>> Begin TEXT EXCERPT
SAARF
- Founded: December 4, 1974
- Purpose: Direct and publish media audience and product/brand research
- Location: Bryanston, Gauteng (City of Johannesburg Metropolitan Municipality), South Africa;
- Website: saarf.co.za
- Formerly called: South African Advertising Research Foundation

= South African Audience Research Foundation =

Research organization

The South African Audience Research Foundation (SAARF) is a non-profit organisation which publishes media audience and product/brand research on traditional media.

It was formerly known as the South African Advertising Research Foundation (following a name change in 2012).

It is primarily known for its research surveys AMPS, RAMS and TAMS in addition to other products such as SAARF Development Index and the SAARF Universal Living Standards Measure (LSMs).

== History ==
- 1973 (24 October): Formation of SAARF (South African Advertising Research Foundation) announced.
- 1974 (4 December): Formally established.
- 1975 (January): Operations began.
- 1975: First research report, SAARF AMPS 1975 (a joint venture with the National Readership Survey).
- 1985: Casper Venter (first General Manager of SAARF) retires. Gert Yssel (formerly Deputy Director General of the SABC) steps in to fill the position.
- 1987: Outdoor was included in AMPS for the first time (was measured again in 1988, 1991 & 1995).
- 1980s (Mid): MARST (Marketing and Advertising Research and Standards Trust) was conceived, to handle the collection of the levy and distribute to ASA (Advertising Standards Authority) and SAARF.
- 1990 (31 January): MARST is formed.
- 1992 (November): MARST is terminated.
- 1996: A new MD of SAARF is appointed, Mike Gorton, who was tasked with a strategic review of SAARF's budget and future plans.
- 2000: SAARF increased the scope of its activities after it conducted strategic reviews to find out what the Industry wanted.
>> End TEXT EXCERPT
>> Begin RECORDS FOR THIS EXERCISE
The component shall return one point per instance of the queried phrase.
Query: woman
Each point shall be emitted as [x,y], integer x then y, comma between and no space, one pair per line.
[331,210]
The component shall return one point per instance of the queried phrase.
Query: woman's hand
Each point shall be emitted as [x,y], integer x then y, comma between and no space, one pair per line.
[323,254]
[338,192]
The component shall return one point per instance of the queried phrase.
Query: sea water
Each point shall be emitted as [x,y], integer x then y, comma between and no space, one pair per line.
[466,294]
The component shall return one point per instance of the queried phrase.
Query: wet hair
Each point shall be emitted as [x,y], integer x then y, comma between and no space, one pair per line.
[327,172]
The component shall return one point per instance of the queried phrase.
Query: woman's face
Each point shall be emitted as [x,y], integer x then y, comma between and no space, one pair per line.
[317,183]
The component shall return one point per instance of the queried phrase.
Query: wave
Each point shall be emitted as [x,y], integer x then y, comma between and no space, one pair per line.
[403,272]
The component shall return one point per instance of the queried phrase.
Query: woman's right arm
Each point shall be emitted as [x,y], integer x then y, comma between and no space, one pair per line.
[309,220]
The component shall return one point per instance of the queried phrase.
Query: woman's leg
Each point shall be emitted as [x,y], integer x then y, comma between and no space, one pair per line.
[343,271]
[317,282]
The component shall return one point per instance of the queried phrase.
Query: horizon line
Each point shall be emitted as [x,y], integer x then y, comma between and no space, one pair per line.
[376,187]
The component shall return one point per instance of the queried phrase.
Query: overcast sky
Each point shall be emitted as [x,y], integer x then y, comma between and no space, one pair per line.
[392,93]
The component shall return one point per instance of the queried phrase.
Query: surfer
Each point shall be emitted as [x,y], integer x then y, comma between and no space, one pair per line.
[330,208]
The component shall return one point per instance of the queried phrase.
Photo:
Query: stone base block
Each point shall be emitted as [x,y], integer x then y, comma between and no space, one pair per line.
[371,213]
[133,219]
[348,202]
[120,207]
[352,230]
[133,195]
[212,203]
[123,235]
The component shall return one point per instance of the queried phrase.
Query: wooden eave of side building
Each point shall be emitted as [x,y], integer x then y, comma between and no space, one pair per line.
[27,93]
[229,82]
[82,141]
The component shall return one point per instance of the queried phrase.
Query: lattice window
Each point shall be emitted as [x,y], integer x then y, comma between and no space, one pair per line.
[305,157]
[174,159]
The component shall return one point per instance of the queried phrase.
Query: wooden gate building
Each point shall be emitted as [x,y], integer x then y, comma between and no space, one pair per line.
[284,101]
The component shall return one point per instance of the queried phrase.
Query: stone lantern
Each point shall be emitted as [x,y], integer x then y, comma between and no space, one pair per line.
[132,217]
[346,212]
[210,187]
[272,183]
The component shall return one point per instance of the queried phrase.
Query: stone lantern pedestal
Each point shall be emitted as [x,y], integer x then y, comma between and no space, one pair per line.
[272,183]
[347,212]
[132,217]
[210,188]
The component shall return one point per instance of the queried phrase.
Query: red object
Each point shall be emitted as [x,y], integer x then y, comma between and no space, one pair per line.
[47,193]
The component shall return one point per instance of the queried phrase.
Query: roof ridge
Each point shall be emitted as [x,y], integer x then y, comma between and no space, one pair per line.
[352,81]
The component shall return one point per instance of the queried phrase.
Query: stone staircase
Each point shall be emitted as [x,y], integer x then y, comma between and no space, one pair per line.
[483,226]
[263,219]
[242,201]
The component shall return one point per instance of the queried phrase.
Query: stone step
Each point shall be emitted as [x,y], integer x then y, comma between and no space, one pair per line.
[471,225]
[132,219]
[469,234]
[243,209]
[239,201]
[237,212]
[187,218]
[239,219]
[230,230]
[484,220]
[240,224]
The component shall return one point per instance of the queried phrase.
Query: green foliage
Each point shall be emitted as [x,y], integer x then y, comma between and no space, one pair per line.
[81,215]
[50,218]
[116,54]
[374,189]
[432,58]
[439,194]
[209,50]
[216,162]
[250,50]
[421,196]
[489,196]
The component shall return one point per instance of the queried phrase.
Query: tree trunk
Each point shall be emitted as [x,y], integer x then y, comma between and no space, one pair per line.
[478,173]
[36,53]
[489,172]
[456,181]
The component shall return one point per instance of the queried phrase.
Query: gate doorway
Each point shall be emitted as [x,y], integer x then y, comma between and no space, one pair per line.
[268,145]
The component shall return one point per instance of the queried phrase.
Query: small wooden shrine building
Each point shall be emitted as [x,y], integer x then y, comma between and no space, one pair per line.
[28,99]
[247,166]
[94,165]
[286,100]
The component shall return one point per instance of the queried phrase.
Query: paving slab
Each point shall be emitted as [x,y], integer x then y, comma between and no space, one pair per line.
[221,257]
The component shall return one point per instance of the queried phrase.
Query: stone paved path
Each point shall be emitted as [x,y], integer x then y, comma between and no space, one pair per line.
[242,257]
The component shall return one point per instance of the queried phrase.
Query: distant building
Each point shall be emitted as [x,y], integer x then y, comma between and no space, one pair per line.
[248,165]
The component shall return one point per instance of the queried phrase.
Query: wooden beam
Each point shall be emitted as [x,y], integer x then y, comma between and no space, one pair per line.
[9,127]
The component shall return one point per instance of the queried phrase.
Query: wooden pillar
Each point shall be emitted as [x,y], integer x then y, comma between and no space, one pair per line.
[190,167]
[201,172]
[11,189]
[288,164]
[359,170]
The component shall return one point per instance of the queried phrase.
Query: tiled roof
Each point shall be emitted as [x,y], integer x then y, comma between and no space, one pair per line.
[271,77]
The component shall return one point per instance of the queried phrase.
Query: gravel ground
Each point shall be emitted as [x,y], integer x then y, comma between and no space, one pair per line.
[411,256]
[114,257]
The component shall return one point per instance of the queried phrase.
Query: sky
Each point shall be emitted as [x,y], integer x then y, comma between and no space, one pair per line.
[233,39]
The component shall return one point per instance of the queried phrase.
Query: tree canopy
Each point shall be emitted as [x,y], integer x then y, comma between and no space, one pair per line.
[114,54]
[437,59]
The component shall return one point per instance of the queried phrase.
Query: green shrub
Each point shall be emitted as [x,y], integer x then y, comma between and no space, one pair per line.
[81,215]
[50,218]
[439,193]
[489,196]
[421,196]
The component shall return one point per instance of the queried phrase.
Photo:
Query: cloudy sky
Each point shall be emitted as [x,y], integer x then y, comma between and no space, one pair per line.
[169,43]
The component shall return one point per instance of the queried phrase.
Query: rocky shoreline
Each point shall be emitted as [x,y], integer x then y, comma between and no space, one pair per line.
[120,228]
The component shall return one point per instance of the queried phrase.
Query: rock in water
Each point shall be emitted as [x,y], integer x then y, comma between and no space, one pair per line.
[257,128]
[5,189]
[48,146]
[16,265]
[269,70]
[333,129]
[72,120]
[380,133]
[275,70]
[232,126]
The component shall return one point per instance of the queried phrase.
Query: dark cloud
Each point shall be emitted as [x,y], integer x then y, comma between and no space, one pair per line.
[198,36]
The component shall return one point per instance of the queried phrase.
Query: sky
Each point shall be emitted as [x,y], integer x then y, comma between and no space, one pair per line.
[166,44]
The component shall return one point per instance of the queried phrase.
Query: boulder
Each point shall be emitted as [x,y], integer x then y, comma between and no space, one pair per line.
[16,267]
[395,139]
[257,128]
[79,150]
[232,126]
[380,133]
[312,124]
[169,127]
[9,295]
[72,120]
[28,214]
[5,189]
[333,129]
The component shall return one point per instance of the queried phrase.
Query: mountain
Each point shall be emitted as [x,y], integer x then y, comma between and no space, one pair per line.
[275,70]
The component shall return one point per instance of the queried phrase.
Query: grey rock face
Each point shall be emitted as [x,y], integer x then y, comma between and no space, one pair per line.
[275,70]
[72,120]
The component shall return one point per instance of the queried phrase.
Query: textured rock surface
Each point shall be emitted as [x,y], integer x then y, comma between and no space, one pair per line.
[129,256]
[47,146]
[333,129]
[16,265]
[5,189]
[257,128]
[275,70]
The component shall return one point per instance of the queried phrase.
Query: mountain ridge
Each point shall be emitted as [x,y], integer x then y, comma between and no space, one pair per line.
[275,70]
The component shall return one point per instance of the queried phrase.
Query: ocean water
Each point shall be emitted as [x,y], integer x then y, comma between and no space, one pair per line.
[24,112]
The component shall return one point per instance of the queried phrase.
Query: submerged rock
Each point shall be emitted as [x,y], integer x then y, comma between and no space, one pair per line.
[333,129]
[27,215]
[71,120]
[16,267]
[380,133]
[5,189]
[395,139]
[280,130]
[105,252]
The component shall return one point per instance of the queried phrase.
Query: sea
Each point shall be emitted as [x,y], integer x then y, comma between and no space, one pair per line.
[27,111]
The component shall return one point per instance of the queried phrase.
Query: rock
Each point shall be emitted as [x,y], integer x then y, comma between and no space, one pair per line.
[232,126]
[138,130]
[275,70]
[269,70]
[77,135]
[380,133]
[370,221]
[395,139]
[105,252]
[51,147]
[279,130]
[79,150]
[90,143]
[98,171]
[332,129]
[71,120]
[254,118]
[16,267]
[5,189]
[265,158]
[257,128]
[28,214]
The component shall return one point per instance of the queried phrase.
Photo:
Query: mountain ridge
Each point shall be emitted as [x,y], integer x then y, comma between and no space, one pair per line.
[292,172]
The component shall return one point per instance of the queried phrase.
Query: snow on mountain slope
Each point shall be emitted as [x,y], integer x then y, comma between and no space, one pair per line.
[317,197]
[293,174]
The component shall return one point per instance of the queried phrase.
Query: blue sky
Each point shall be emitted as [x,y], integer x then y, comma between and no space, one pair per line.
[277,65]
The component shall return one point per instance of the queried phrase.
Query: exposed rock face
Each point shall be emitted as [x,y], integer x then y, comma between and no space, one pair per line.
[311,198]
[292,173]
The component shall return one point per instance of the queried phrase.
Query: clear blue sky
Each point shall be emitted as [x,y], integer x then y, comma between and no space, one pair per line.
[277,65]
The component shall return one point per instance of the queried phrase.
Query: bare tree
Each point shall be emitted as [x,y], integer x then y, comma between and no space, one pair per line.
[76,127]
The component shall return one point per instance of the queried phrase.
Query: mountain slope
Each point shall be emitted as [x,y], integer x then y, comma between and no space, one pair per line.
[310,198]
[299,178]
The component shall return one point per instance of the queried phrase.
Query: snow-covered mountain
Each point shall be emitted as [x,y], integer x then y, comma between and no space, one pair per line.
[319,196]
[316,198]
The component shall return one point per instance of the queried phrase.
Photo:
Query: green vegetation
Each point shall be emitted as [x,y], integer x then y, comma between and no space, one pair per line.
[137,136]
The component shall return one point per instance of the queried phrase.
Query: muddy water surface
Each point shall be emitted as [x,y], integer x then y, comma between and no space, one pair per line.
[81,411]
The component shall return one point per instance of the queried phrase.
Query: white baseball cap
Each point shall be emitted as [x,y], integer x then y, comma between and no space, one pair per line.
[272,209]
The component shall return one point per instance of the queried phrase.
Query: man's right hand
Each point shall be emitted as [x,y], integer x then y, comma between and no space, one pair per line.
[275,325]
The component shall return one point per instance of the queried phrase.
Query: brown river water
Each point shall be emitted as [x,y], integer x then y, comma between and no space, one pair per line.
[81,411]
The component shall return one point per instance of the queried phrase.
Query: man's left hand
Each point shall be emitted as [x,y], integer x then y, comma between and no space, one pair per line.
>> End RECORDS FOR THIS EXERCISE
### CHALLENGE 1
List every person named in the history section of the SAARF text.
### CHALLENGE 2
Report each line of the rows that contains the string "gate". Case counts.

### SOLUTION 1
Casper Venter
Gert Yssel
Mike Gorton

### SOLUTION 2
Query: wooden gate building
Query: gate doorway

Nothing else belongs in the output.